[start]

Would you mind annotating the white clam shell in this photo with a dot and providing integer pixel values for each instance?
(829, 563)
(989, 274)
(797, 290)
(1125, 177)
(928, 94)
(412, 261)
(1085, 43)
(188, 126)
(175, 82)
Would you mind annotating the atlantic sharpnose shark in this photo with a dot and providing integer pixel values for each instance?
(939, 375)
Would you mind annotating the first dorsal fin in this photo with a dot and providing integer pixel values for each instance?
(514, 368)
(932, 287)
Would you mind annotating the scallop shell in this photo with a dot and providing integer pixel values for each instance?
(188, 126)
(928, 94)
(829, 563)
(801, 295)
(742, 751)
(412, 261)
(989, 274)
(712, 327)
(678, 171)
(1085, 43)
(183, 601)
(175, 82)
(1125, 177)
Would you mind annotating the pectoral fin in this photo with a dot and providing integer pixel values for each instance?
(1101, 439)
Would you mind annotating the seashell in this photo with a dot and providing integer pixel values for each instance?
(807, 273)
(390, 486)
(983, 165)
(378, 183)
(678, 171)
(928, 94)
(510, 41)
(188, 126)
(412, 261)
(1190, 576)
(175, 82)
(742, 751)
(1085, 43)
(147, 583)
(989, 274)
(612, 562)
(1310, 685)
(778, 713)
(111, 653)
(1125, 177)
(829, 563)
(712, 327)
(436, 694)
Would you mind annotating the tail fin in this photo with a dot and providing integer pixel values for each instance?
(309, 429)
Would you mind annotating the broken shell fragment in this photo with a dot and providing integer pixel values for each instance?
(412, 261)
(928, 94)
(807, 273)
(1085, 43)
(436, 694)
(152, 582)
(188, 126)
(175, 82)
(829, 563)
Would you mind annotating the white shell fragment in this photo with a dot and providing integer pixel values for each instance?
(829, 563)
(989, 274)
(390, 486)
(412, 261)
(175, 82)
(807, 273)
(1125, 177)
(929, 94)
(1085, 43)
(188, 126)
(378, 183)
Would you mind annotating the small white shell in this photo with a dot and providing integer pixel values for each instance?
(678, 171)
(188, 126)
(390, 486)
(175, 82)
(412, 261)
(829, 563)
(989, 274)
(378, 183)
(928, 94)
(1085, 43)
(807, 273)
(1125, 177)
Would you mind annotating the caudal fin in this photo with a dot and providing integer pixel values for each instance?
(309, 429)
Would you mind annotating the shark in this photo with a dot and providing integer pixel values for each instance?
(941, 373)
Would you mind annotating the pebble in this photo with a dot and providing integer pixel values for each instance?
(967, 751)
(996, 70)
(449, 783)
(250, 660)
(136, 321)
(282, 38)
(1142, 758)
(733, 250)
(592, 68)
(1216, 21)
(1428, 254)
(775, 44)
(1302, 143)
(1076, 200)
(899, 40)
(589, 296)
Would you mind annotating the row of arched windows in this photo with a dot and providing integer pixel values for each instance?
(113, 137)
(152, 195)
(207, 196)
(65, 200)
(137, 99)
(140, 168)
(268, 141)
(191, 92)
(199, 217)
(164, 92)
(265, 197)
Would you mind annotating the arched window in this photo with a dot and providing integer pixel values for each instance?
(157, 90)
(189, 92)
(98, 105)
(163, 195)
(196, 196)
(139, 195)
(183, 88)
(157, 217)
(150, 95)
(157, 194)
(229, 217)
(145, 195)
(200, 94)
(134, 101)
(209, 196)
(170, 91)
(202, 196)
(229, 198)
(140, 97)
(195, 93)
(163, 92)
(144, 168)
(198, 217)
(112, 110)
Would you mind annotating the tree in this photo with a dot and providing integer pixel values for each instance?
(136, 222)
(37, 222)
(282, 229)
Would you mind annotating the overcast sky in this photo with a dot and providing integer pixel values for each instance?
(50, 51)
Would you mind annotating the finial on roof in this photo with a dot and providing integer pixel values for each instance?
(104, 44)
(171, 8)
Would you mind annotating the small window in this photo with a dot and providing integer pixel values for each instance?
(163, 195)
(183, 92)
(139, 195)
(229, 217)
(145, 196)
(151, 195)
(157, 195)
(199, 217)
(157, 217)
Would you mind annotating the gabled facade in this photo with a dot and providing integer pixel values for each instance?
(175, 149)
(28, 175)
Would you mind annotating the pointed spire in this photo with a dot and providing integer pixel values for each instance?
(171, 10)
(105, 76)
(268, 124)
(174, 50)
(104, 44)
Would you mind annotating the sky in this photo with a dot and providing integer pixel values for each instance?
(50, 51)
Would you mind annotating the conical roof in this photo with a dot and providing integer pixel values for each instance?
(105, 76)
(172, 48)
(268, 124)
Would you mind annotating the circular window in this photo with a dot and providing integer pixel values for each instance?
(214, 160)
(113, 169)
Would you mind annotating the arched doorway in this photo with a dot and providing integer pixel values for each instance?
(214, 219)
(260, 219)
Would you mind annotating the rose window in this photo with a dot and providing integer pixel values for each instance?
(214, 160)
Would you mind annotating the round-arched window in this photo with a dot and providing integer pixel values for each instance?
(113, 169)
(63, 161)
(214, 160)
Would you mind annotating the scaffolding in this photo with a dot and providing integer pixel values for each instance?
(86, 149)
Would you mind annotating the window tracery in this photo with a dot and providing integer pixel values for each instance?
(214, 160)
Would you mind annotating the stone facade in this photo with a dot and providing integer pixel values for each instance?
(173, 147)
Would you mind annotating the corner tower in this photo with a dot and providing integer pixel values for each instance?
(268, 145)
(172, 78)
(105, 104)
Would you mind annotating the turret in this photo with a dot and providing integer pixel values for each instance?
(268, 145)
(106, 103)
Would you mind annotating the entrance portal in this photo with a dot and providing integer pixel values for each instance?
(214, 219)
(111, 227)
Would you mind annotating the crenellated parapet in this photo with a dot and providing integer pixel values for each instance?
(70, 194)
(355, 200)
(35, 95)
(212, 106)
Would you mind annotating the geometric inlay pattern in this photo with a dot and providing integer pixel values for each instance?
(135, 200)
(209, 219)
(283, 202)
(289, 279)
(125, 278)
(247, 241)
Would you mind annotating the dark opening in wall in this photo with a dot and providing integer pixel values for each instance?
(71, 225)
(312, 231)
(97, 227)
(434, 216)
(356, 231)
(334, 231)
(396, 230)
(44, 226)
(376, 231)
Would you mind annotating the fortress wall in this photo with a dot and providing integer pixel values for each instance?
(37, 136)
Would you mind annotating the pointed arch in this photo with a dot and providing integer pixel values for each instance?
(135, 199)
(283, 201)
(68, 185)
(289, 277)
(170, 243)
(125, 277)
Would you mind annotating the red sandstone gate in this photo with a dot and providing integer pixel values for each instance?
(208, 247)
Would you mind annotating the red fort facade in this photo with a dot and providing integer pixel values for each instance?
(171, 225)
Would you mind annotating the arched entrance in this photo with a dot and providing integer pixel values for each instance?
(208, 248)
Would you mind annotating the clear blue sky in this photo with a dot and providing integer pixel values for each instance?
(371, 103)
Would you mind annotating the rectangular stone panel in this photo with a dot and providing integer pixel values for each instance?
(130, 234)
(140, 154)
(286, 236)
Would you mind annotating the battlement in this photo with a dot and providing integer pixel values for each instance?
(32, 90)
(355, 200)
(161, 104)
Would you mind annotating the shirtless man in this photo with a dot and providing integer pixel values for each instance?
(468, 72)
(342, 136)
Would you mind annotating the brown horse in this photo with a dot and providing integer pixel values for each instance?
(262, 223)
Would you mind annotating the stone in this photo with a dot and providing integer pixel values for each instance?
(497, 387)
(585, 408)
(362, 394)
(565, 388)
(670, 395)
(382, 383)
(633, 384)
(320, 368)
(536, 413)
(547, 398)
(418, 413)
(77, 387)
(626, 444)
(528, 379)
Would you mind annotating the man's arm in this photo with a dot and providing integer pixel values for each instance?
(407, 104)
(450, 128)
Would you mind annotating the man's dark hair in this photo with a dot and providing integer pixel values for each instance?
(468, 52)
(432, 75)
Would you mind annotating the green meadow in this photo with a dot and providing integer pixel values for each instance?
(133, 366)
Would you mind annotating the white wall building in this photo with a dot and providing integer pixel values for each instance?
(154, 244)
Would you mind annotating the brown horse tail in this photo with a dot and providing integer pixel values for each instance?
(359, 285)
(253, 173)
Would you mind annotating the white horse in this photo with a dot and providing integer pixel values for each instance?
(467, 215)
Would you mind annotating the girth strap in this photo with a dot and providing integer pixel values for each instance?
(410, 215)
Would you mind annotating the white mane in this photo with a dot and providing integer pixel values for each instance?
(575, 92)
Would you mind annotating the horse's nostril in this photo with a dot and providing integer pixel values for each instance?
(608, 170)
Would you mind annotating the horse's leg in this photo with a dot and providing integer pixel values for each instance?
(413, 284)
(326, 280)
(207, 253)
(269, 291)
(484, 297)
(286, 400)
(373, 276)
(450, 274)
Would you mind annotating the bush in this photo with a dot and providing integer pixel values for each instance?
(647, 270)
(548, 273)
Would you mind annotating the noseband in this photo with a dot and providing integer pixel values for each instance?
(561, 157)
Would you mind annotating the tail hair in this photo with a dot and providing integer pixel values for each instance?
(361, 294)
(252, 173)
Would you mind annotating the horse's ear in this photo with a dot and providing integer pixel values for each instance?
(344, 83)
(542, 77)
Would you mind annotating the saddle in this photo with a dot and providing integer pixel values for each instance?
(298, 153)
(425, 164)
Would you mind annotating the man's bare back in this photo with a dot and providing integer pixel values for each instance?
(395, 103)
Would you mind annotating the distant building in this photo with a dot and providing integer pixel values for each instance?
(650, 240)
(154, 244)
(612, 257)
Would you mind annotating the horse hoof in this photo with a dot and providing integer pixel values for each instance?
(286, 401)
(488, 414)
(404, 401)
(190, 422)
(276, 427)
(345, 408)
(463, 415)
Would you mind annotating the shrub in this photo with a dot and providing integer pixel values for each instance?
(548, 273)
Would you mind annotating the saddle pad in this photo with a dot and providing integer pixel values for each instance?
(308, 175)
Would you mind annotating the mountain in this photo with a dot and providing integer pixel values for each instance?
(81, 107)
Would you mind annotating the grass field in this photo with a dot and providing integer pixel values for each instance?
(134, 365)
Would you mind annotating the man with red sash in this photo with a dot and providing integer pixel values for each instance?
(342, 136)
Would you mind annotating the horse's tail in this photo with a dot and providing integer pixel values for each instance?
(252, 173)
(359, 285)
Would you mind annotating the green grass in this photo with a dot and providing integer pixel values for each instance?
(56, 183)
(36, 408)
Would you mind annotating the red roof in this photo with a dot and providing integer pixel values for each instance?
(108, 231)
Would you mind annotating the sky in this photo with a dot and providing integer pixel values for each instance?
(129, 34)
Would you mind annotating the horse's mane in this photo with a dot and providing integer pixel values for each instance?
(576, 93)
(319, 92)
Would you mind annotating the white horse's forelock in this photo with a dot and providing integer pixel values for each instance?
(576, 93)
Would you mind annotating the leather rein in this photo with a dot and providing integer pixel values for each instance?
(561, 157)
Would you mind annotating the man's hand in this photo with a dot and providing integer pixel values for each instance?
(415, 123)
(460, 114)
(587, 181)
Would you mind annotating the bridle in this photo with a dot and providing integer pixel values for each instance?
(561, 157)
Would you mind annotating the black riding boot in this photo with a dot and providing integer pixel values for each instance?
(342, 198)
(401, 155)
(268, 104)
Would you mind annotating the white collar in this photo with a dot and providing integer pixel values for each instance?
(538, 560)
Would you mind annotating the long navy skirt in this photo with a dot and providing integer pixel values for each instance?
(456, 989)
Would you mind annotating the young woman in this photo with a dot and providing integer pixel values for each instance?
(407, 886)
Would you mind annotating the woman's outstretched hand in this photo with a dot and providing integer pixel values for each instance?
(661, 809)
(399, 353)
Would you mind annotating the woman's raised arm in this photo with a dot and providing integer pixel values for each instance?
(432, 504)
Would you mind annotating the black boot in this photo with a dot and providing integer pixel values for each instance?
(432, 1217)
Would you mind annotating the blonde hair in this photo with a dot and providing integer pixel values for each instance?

[end]

TASK OBJECTIVE: Return, word for word, every line from the line with "Would you mind annotating the horse's mane" to the final line of the data.

SOLUTION TO THE PROBLEM:
Would you mind annotating the horse's mane in this photo with a dot and providing integer pixel values for each instance?
(576, 93)
(319, 92)
Would you mind annotating the white horse's forelock in this photo with a dot and providing integer pixel values for each instance?
(576, 93)
Would you mind annotating the leather rein in this photo with a dot and providing integer pixel values for each instance?
(561, 157)
Would you mind annotating the man's hand in this photo with a dot and providing integer pixel values for each instance?
(415, 123)
(460, 114)
(587, 181)
Would you mind annotating the bridle in this photo with a dot and providing integer pixel values for each instance?
(561, 157)
Would you mind annotating the black riding boot in this photo with a dot and providing integer pixel values for each instance?
(342, 198)
(401, 155)
(268, 104)
Would you mind annotating the white collar in this photo with a dot and providing integer pixel values for each instance?
(538, 560)
Would you mind annotating the long navy skirt in this photo with a dot and providing integer pixel values for each instance?
(456, 989)
Would you mind annotating the young woman in this photo with a dot and providing integer pixel values for each instance?
(407, 886)
Would you mind annotating the woman's outstretched hand in this photo with a dot and providing integer pixel values for each instance?
(661, 809)
(399, 353)
Would you mind annotating the woman's raised arm in this photo with a dot and providing integer pixel values for each instance?
(432, 504)
Would you mind annotating the black boot in this photo with a dot and providing integer pixel values for each instance?
(432, 1217)
Would you mind annotating the blonde hair in this photo with a dot and providing integer pixel values for each instance?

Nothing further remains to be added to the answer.